*Text passage*.
*-*-*
Chairman STEVENS. Senator Pryor?

OPENING STATEMENT OF SENATOR PRYOR

Senator PRYOR. Well, let me take up there, if I might. What is the basic problem, then, if the civil service is not? I bet this question has been asked. What is the basic problem?

Mr. DODARO. Well, there are two basic areas. One is a management problem.

Senator PRYOR. All right.

Mr. DODARO. And it needs to be put in place in terms of having an effective business strategy that makes sense and that is going to produce a return and improvement on your mission and your performance. That management process also involves rigorous investment control techniques that you can put in before you make the investment, that you are sure that the cost is going to stay within the cost that is achieved and you are going to get the benefits out of it.

Then there is a technical side of this. We mentioned, Senator, before you came in that IRS' ability to develop software in-house is at the lowest level on a five-scale level set up by the Software Engineering Institute. That means that they don't have good confidence that they could build systems in a repeatable fashion using all the resources that are available to them and they need to have efforts in place to manage software requirements and software quality assurance programs. So there are technical issues throughout, and that is just one example, and there are managerial issues.

Senator PRYOR. One problem you did not mention that I will mention is that one of the problems is us, and when I say us, I am talking about the Congress. I don't think that we engage in enough oversight. I think we appropriate the money for the Internal Revenue Service and we have a hearing on privacy issues, or whatever. I have participated in several hearings in the Finance Committee regarding the new computer age of the Internal Revenue Service and tax collection efforts.

Frankly, people kind of go to sleep and yawn and we say, OK, let's give them $2 billion more or $3 billion more. It was almost like Vietnam. We are in there to stay and let's just give a little more money and hopefully we will eventually win. We don't engage in oversight of the IRS to the necessary extent, and I must say that I think some of the blame is ours.
*-*-*
*Dataset content*.
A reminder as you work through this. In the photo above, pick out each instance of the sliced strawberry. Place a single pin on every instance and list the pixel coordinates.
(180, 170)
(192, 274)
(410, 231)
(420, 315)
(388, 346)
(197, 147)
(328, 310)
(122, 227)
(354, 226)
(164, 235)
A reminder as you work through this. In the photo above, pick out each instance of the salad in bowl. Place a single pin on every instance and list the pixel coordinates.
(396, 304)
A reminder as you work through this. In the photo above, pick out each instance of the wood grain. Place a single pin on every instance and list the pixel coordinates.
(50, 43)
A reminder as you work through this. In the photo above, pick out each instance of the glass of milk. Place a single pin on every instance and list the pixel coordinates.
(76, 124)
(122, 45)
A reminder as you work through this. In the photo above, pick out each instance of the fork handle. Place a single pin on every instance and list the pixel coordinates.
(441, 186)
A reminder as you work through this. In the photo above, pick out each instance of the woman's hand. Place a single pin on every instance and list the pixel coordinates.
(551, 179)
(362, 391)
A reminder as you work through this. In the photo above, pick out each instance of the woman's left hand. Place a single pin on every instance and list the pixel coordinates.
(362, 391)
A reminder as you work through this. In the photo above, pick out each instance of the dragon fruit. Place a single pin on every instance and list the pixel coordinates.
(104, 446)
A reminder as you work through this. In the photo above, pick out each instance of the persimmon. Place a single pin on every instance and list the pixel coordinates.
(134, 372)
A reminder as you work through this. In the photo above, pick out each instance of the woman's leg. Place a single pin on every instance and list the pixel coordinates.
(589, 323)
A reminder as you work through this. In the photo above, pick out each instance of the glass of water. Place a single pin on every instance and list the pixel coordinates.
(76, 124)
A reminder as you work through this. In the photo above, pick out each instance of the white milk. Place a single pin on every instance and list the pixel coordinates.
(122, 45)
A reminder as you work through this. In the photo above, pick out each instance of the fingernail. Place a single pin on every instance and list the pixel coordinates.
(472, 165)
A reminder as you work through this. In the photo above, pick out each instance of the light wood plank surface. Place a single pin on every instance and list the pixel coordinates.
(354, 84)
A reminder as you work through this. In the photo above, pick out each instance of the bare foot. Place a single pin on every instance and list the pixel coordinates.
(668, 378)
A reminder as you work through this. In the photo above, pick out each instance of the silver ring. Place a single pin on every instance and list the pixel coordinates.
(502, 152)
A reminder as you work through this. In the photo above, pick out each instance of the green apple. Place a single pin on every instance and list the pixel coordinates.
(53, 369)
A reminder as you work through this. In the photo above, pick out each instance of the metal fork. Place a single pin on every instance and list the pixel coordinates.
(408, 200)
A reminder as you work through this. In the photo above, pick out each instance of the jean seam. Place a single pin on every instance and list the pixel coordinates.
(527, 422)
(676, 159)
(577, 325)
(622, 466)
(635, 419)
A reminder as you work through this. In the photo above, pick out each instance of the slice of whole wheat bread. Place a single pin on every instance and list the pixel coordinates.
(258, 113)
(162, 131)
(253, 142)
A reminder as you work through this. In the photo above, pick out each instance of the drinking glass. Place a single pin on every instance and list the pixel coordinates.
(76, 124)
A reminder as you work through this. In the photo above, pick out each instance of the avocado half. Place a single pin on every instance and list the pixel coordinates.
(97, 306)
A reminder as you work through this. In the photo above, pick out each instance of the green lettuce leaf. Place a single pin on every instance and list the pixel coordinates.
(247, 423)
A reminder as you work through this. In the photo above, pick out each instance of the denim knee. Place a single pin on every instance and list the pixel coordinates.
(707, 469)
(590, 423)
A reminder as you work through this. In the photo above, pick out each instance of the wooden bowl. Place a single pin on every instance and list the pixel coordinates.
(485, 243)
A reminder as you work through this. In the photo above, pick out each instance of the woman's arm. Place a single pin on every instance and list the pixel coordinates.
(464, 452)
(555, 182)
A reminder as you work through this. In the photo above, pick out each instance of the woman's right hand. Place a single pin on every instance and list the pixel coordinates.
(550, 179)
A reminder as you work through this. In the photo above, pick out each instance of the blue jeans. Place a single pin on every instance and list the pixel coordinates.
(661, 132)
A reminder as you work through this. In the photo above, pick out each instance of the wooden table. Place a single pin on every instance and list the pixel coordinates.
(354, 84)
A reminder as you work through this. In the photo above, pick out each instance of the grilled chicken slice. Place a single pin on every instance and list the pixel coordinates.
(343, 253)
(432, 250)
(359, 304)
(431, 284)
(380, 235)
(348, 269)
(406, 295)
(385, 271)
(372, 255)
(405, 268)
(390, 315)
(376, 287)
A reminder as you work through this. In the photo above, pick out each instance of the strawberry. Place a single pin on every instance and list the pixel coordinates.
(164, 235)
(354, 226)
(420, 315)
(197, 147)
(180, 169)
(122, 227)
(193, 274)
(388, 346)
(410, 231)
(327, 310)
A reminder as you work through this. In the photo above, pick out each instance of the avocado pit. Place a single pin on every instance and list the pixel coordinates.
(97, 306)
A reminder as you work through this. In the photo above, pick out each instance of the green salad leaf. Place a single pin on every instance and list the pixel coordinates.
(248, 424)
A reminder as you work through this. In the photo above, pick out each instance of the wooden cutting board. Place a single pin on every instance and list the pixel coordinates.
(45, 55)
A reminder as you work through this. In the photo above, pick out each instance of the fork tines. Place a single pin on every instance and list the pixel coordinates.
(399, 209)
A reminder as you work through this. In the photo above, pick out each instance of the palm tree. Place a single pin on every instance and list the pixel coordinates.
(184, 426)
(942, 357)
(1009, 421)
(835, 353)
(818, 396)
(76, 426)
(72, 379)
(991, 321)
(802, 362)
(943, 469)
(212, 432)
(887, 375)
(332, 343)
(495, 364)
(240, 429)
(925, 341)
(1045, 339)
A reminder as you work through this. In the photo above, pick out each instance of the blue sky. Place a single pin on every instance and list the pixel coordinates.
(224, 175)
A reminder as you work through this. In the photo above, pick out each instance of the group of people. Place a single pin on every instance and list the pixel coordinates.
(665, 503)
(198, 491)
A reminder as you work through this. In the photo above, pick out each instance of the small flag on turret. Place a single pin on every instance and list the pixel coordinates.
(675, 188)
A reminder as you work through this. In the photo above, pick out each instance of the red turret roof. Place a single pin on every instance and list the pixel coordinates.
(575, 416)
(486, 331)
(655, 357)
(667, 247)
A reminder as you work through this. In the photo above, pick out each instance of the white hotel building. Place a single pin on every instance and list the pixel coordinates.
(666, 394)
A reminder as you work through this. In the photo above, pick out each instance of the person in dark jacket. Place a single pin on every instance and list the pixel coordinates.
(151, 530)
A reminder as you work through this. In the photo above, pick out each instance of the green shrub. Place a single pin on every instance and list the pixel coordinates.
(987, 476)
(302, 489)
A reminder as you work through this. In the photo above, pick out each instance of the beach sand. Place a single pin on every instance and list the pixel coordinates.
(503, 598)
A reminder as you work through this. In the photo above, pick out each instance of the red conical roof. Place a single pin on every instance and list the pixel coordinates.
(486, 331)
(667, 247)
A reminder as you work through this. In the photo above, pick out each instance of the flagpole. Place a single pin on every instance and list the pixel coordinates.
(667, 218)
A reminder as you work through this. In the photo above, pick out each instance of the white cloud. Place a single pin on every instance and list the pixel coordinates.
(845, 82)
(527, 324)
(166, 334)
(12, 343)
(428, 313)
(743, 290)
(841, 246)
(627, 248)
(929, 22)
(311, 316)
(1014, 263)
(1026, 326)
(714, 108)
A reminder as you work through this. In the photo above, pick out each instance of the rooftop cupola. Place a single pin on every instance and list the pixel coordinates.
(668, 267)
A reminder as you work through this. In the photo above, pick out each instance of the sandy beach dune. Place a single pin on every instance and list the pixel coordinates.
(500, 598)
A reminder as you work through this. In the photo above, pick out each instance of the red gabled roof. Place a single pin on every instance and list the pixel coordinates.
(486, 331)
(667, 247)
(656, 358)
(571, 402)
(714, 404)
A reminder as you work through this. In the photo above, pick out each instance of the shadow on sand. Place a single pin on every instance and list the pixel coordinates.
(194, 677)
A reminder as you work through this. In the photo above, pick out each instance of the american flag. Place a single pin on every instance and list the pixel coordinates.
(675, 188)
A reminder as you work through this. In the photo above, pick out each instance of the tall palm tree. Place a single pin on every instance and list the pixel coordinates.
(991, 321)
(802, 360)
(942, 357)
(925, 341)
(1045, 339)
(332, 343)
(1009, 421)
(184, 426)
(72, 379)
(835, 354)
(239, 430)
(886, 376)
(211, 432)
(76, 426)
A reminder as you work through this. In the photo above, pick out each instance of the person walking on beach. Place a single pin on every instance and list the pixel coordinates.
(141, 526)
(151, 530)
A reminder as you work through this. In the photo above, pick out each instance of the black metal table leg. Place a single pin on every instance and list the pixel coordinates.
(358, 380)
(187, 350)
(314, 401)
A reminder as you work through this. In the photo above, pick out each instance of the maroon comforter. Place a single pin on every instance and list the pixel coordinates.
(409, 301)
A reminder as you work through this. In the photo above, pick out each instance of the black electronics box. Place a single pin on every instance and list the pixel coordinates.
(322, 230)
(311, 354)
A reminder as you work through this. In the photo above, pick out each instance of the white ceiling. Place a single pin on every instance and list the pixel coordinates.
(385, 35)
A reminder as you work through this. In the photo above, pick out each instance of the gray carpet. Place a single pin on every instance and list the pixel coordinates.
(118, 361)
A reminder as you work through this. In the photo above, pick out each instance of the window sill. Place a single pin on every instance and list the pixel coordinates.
*-*-*
*What to do*.
1. In the hearing transcript, where does the IRS's ability to develop software in-house rank on the five-level scale set up by the Software Engineering Institute?
2. Output the part of the hearing transcript that opens with the words "Chairman STEVENS. Senator" and closes with "a management problem.".

*Solutions in order*.
1. It is at the lowest level.

2.
Chairman STEVENS. Senator Pryor?

OPENING STATEMENT OF SENATOR PRYOR

Senator PRYOR. Well, let me take up there, if I might. What is the basic problem, then, if the civil service is not? I bet this question has been asked. What is the basic problem?

Mr. DODARO. Well, there are two basic areas. One is a management problem.